§ **TEILE DER ÜBUNG**:
[1] Nennen Sie alle Personen, die im Urteilsauszug unter „Besetzung“ aufgeführt sind, jeweils mit ihrer Funktion.
[2] Fassen Sie bitte den Absatz des Urteilsauszugs, der mit „Ein erstes Rentengesuch“ beginnt, als Stichpunktliste zusammen und behalten Sie dabei die wesentlichen Fakten bei.
[3] Setzen Sie den Urteilsauszug zur Invalidenversicherung im selben Stil fort, beginnend nach seinem letzten Satz.

§ **AUSZUG ZUM LESEN**:
● ● ● ●
Urteil vom 12. Juli 2012
II. sozialrechtliche Abteilung

Besetzung
Bundesrichter U. Meyer, Präsident,
Bundesrichterinnen Pfiffner Rauber, Glanzmann,
Gerichtsschreiberin Helfenstein Franke.

Verfahrensbeteiligte
S.________,
vertreten durch Rechtsanwalt Stefan Rolli,
Beschwerdeführerin,

gegen

IV-Stelle Bern,
Chutzenstrasse 10, 3007 Bern,
Beschwerdegegnerin.

Gegenstand
Invalidenversicherung,

Beschwerde gegen den Entscheid des Verwaltungsgerichts des Kantons Bern
vom 17. April 2012.

Sachverhalt:

A.
Ein erstes Rentengesuch im Jahre 2002 der 1965 geborenen S.________ wurde nach
zweimaligem Einspracheverfahren und unter anderem nach Einholung eines
Gutachtens des Zentrums X.________ vom 8. Februar 2007 und eines
Abklärungsberichtes Haushalt vom 12. Juli 2007 mit Verfügung vom 1. Mai 2008
rechtskräftig abgewiesen. Am 10. November 2009 meldete sich S.________ erneut
bei der Invalidenversicherung zum Leistungsbezug. Nach Abklärungen in
medizinischer und erwerblicher Hinsicht, insbesondere einer weiteren
Begutachtung durch das Zentrum X.________ (Expertise vom 30. November 2010),
wies die IV-Stelle Bern das Rentengesuch nach Durchführung des
Vorbescheidverfahrens mit Verfügung vom 10. August 2011 erneut ab.
● ● ● ●
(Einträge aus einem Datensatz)
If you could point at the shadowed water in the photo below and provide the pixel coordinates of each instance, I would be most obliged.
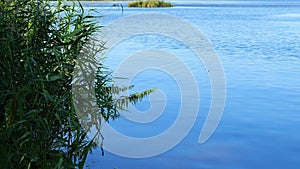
(259, 46)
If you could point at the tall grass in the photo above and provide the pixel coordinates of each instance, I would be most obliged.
(39, 46)
(149, 4)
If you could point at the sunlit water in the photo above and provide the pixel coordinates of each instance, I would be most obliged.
(259, 46)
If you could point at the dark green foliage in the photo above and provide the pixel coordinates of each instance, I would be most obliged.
(149, 4)
(39, 46)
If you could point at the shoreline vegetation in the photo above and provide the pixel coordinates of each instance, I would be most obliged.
(149, 4)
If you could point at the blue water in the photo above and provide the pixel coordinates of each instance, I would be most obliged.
(259, 47)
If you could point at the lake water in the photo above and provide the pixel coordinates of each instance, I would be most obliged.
(258, 44)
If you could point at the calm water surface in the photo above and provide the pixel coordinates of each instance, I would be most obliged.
(259, 46)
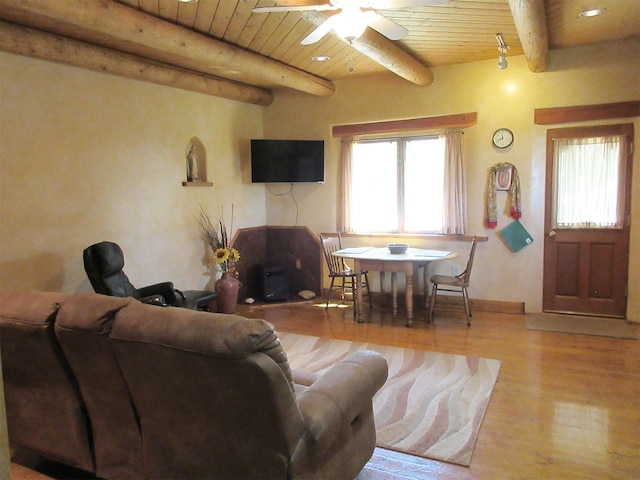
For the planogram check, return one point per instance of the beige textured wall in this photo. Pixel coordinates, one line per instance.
(87, 157)
(589, 75)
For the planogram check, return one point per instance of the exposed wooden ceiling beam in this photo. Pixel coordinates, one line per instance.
(385, 52)
(120, 27)
(531, 24)
(48, 46)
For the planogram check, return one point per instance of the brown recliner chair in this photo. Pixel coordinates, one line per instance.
(45, 410)
(216, 399)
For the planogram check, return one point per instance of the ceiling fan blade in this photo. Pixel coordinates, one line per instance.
(324, 28)
(386, 27)
(294, 8)
(393, 4)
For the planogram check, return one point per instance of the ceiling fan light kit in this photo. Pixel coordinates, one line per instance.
(352, 17)
(502, 48)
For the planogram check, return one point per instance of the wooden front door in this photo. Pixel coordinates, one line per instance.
(586, 263)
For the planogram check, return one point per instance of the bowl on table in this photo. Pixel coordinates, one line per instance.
(398, 248)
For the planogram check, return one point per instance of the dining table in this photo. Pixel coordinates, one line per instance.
(382, 260)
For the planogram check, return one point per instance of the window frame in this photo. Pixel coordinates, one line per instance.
(401, 151)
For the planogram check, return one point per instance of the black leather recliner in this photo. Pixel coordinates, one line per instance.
(104, 263)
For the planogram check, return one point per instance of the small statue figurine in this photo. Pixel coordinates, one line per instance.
(192, 162)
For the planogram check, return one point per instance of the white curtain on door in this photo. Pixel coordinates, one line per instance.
(587, 179)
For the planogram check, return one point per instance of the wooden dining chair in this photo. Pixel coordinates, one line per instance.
(457, 284)
(339, 269)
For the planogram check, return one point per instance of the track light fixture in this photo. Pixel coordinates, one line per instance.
(502, 48)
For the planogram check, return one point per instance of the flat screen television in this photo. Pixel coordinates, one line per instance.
(287, 161)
● ● ● ●
§ **GELÖSTE AUFGABEN**:
[1]
- U. Meyer: Bundesrichter, Präsident
- Pfiffner Rauber: Bundesrichterin
- Glanzmann: Bundesrichterin
- Helfenstein Franke: Gerichtsschreiberin

[2]
- 2002: erstes Rentengesuch der 1965 geborenen S.________
- Einholung eines Gutachtens des Zentrums X.________ vom 8. Februar 2007 und eines Abklärungsberichts Haushalt vom 12. Juli 2007
- nach zweimaligem Einspracheverfahren mit Verfügung vom 1. Mai 2008 rechtskräftig abgewiesen
- 10. November 2009: erneute Anmeldung zum Leistungsbezug bei der Invalidenversicherung
- medizinische und erwerbliche Abklärungen, insbesondere eine weitere Begutachtung durch das Zentrum X.________ (Expertise vom 30. November 2010)
- nach dem Vorbescheidverfahren erneute Abweisung durch die IV-Stelle Bern mit Verfügung vom 10. August 2011

[3]
B.
Die hiegegen erhobene Beschwerde wies das Verwaltungsgericht des Kantons Bern
nach einem ergänzenden Beweisverfahren (Fragen zu den Gutachten des Zentrums
X.________ vom 8. Februar 2007 und 30. November 2010; Bericht des Zentrums
X.________ vom 4. Januar 2012) mit Entscheid vom 17. April 2012 ab.

C.
Mit Beschwerde in öffentlich-rechtlichen Angelegenheiten lässt S.________
beantragen, unter Aufhebung des angefochtenen Entscheides sei die Sache an die
IV-Stelle zurückzuweisen. Auf die Begründung wird, soweit erforderlich, in den
Erwägungen eingegangen.

Erwägungen:

1.
Mit der Beschwerde in öffentlich-rechtlichen Angelegenheiten kann unter anderem
die Verletzung von Bundesrecht gerügt werden (Art. 95 lit. a BGG). Die
Feststellung des Sachverhalts kann nur gerügt werden, wenn sie offensichtlich
unrichtig ist oder auf einer Rechtsverletzung im Sinne von Artikel 95 beruht
und wenn die Behebung des Mangels für den Ausgang des Verfahrens entscheidend
sein kann (Art. 97 Abs. 1 BGG). Das Bundesgericht legt seinem Urteil den
Sachverhalt zu Grunde, den die Vorinstanz festgestellt hat (Art. 105 Abs. 1
BGG). Es kann die Sachverhaltsfeststellung der Vorinstanz von Amtes wegen
berichtigen oder ergänzen, wenn sie offensichtlich unrichtig ist oder auf einer
Rechtsverletzung im Sinne von Artikel 95 beruht (Art. 105 Abs. 2 BGG).

2.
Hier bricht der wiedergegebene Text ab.